▶ [JOB]: Repeat word for word everything from the line containing "indicate the wooden post, one" to the end of the listing, first and last lines included, and only that.

▶ [SOURCE DATA]:

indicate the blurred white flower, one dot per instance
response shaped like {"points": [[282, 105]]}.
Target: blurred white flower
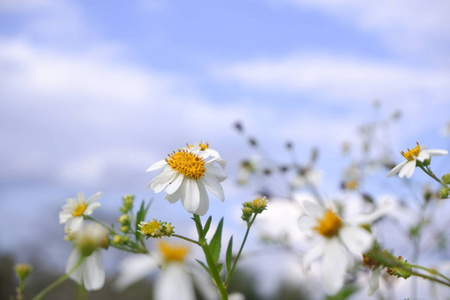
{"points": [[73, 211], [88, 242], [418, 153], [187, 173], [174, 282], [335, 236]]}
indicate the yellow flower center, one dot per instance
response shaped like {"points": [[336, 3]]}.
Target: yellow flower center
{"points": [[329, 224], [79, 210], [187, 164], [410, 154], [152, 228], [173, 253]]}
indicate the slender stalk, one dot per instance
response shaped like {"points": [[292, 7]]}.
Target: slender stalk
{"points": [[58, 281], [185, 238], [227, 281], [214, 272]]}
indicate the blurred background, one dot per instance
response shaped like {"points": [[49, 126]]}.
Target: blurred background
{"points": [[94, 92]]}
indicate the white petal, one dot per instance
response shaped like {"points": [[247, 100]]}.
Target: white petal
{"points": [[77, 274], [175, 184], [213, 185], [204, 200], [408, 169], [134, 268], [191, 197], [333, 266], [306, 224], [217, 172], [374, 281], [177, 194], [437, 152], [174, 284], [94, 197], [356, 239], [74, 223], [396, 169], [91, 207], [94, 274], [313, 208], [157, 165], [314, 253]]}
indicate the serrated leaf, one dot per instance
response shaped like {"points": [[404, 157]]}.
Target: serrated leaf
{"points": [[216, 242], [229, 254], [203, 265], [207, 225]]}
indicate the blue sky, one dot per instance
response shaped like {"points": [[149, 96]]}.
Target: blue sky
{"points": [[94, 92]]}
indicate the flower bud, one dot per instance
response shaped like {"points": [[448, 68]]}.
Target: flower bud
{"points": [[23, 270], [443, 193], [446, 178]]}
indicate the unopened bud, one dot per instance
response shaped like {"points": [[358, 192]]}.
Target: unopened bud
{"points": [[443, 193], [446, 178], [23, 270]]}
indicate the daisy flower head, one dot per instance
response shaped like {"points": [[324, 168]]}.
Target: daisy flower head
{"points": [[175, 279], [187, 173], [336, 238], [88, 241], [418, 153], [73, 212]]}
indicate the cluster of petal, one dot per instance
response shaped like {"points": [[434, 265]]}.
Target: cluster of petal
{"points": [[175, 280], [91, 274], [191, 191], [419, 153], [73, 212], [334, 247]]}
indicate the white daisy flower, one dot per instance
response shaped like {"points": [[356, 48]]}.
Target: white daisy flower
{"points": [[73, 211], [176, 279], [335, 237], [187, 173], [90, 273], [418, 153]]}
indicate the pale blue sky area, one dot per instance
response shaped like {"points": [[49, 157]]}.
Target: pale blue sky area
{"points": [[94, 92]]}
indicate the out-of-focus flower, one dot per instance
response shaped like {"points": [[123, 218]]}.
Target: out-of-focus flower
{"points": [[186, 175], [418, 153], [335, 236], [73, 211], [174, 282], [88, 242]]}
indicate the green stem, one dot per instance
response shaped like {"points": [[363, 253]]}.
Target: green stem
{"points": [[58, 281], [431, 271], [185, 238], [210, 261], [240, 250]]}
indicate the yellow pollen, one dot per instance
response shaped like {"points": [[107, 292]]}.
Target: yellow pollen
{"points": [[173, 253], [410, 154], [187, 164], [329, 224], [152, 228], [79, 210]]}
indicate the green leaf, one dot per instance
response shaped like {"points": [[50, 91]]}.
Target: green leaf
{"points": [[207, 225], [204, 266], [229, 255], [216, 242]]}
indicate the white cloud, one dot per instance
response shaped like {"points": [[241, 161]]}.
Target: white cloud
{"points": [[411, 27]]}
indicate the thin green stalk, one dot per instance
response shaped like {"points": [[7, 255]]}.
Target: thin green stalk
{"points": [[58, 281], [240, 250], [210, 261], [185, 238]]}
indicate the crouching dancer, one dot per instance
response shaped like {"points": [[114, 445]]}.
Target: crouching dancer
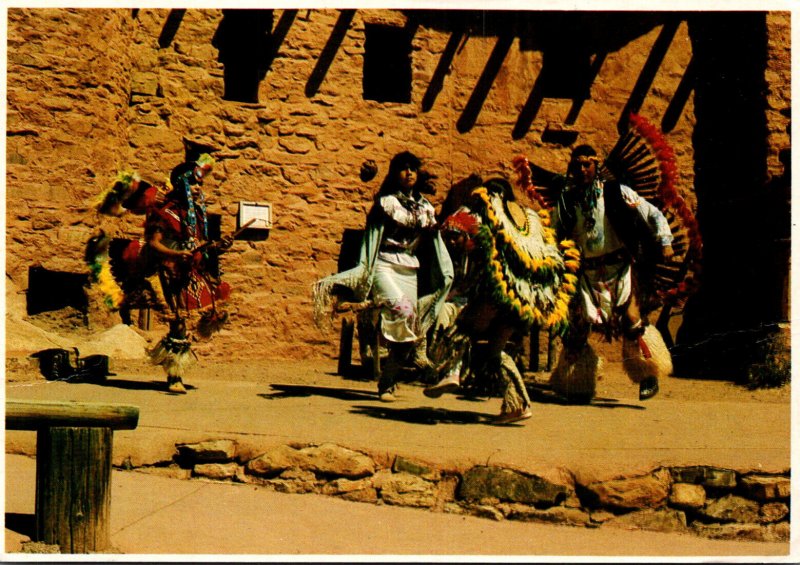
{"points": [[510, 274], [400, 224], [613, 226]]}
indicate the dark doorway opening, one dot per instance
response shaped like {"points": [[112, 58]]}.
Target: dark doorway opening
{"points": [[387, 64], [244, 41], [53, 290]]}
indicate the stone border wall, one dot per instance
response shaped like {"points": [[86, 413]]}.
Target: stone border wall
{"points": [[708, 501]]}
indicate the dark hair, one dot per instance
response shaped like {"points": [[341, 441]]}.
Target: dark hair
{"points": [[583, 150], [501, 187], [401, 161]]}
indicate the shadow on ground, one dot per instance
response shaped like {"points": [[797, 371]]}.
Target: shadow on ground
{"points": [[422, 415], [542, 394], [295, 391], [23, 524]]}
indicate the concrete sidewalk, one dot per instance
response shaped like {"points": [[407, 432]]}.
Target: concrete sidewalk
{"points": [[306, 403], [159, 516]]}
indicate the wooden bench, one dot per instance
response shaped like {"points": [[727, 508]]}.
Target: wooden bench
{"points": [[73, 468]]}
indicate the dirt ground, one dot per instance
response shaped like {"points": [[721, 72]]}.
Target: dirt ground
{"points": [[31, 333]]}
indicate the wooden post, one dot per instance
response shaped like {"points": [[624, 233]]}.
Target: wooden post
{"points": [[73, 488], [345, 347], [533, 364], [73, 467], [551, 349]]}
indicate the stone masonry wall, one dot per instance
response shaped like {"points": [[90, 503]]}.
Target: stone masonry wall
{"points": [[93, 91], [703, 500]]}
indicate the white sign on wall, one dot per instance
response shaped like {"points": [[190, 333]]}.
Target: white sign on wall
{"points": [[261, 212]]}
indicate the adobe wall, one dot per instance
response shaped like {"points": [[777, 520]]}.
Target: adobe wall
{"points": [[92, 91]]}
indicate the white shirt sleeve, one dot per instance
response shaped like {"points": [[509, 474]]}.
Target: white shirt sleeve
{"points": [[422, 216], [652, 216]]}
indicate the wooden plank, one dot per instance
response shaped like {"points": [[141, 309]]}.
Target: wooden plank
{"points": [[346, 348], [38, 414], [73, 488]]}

▶ [THE COMPLETED TASK]:
indicate the wooden post, one dot per instance
response shaped like {"points": [[624, 233]]}.
Target: wooden post
{"points": [[73, 488], [345, 347], [533, 364], [73, 467], [551, 349]]}
indicate the stone masonry wall, one dot per instance
response shaped like {"points": [[90, 503]]}.
Target: stone masonry wall
{"points": [[93, 91], [703, 500]]}
indicate the white sign on wall, one dot per instance
response shaped like {"points": [[190, 333]]}.
Target: white sign on wall
{"points": [[261, 212]]}
indicate the adobe wall, one dot per instance
response shaped like {"points": [[777, 520]]}.
Target: adobe wall
{"points": [[92, 91]]}
indicate the white shirt sleeve, one dot per instance
response shaped like {"points": [[509, 474]]}.
Target: white shirt sleeve
{"points": [[422, 216], [652, 216]]}
indicate the wooden plank, one dot per instance
response shaped like {"points": [[141, 309]]}.
Target: wooden plank
{"points": [[346, 348], [38, 414], [73, 488]]}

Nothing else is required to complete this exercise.